» Problem to solve: Copy the lines below word for word, starting at the line that has "Q: Point to every instance of the black" and going on through the last line.

[Stored records]
## Begin

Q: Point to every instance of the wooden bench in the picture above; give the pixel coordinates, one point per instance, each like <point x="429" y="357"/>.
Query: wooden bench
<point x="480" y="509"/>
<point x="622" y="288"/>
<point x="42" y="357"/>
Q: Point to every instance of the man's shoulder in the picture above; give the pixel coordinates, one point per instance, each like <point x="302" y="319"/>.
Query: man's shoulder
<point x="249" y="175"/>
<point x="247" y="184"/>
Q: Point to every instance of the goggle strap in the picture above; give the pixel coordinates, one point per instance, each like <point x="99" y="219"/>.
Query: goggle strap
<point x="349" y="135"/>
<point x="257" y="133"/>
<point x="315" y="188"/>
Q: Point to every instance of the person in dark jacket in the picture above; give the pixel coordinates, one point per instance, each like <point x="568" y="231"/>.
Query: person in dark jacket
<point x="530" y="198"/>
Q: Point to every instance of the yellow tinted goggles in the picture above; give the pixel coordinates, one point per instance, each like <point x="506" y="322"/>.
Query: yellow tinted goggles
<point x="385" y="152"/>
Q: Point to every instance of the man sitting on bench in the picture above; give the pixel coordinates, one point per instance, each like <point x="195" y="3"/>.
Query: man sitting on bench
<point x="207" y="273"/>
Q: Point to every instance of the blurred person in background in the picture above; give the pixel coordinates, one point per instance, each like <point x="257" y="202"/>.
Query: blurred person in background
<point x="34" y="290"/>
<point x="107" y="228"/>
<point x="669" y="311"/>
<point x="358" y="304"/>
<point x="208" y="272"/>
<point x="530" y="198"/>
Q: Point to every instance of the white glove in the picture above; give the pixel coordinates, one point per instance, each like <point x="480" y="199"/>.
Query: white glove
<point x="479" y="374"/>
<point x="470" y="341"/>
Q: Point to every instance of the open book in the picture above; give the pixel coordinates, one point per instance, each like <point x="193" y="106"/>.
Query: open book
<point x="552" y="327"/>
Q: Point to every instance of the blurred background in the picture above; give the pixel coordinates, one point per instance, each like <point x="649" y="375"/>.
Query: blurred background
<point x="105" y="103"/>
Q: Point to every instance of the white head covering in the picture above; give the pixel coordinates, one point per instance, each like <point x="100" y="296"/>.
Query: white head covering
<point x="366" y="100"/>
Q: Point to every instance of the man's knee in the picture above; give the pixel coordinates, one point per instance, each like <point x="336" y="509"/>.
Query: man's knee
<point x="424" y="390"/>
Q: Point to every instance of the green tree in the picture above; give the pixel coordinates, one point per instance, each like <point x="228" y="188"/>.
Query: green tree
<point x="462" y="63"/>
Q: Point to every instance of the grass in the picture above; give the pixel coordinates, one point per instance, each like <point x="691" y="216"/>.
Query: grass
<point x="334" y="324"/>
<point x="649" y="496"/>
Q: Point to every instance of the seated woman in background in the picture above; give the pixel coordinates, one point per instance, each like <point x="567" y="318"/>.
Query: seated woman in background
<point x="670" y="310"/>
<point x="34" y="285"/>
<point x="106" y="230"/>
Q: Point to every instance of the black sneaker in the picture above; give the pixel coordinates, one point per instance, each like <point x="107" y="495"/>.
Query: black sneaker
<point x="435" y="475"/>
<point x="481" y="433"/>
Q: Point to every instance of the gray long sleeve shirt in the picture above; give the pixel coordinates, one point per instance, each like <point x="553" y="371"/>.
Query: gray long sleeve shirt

## End

» Solution to this exercise:
Q: Point to every instance of the black sneaker in the picture above; give the pixel coordinates, one point per instance, each like <point x="107" y="495"/>.
Query: black sneaker
<point x="435" y="475"/>
<point x="481" y="433"/>
Q: Point to every instance of the gray long sleeve shirt in the picture above; give the pixel coordinates, one point per instance, each like <point x="553" y="371"/>.
Query: gray long sleeve shirt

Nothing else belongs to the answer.